**Complete the following**
(1) In the account of the sinus cancer diagnosis, on what date was the writer told about the tumor?
(2) Extend the sinus cancer account below, picking up after its final sentence.

**Passage provided**
I can’t praise my surgeons and hospital staff more highly. Without their knowledge and skills I would not be here, and for that I am ever thankful.
In November 2011, I discovered some swelling in my upper right jaw. I didn’t think anything of it at the time, but I booked an appointment to see my dentist and he extracted a tooth. Several weeks later the swelling was still there, so I went back to the dentist, who extracted another tooth. However, the problem persisted and after two more dentist appointments, a trip to my GP and a round of antibiotics, I was finally booked in for an emergency appointment at the Edinburgh Dental Hospital in January 2012. At that appointment they took a sample from my jaw; a week later on January 25, 2012, I was told that I had a cancerous tumour in my sinus.
Following my diagnosis, two of my relatives and I met with a team of doctors who informed me that I required extensive surgery. I was 59 at the time, and I was very anxious to have the operation as soon as possible. It was explained that I needed to have my cheek bone and right eye removed; my new bone would be reconstructed from my hip. My surgery was promptly set for the end of February.
During my surgery, I was fitted with a tracheostomy which allowed me to breathe, and I was fed through a tube into my stomach. The two nights following the operation were tough; I frequently felt suffocated as I struggled to breathe. Additionally, I had to be kept in a room at a very high temperature in order to encourage healing between my new bone and the existing tissue. The sweltering heat certainly did not help with my breathing while I was in hospital.
After two weeks in the hospital I recovered quite quickly, and I was soon able walk with a stick and manage a short staircase by the time I went home. My next battle began immediately, as I was scheduled to start a six week course of radiotherapy. During this period I also had two overnight sessions of chemotherapy which I was told would increase my chances of survival by 6–8%.
The days during treatment were long and exhausting, and were not without their scares. During one radiotherapy visit, I mentioned to the cancer nurse that I had a swollen ankle. An ultrasound revealed a blood clot in my leg—I then had to give myself daily injections for six months to disperse the clot. Additionally, I also had the usual side effects of radiotherapy and chemotherapy: consistently being tired and sick.

Stored data entries:
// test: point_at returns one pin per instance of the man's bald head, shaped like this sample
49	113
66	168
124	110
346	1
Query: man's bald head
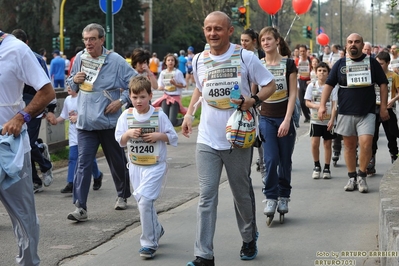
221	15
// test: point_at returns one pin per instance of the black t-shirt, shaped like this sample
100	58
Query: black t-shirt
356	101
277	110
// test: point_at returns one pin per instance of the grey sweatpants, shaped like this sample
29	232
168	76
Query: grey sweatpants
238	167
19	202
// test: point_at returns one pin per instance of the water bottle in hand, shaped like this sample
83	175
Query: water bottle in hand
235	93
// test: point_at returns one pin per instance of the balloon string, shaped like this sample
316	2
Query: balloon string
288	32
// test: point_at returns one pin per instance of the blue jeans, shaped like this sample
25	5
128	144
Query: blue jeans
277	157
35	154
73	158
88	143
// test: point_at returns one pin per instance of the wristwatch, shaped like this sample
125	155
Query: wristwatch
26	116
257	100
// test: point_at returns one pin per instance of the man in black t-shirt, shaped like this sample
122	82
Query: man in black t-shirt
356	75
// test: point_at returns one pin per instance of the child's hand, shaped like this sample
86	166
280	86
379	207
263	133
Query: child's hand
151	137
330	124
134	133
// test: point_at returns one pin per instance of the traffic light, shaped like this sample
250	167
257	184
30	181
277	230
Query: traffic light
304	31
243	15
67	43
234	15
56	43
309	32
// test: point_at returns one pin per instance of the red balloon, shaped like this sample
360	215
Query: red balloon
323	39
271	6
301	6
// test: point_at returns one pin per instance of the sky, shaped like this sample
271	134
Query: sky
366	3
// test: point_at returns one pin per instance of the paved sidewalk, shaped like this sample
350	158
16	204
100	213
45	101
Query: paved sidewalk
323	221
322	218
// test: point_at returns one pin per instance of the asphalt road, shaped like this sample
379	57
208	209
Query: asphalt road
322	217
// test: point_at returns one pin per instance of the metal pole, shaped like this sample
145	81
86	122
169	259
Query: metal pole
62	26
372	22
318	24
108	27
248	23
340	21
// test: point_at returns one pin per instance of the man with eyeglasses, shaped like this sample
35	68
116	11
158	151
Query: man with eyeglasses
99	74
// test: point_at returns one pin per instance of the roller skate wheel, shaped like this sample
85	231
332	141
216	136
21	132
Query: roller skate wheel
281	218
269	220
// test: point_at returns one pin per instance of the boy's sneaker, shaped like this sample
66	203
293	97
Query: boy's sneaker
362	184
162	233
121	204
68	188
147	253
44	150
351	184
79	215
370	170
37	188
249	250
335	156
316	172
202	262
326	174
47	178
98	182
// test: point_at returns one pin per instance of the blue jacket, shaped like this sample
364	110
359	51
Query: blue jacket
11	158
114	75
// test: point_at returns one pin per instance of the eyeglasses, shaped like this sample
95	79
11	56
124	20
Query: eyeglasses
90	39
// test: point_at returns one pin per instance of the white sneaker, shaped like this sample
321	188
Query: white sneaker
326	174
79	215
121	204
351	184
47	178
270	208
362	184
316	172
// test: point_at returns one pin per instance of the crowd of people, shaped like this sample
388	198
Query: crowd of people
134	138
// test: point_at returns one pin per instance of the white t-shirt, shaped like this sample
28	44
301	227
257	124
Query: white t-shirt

**Task-by-task results**
(1) January 25, 2012.

(2)
After my six weeks of radiotherapy and chemotherapy were finished, I was largely left to my own devices in coming to terms with the huge changes to my lifestyle. There was no support group, so I used a book called ‘Anti-Cancer’ as a basis to alter my diet, and from that point on I ate very little meat, lots of fruit and fish and cut out alcohol completely. After my treatment I started walking as soon as possible, with the aim of being able to regain enough fitness to resume my hobby of hill climbing; within a few months I accomplished this goal!
I could not have made it through this experience without the support of my husband, other family members, friends and neighbours who visited regularly. Oh, and of course, I can not forget my cats!
For the next two years I visited the hospital on a bi-monthly basis to see my surgeon for regular check-ups. After two years, my scan showed there was no recurrence of my cancer! My doctor told me that at this stage my cancer was unlikely to recur, and I was overjoyed!
As I sit here today and reflect upon my journey from my initial diagnosis to where I am today—very likely cancer free—I can’t help but think there are a number of lessons to be learned. That being said, I can’t praise my surgeons and hospital staff more highly. Without their knowledge and skills I would not be here, and for that I am ever thankful.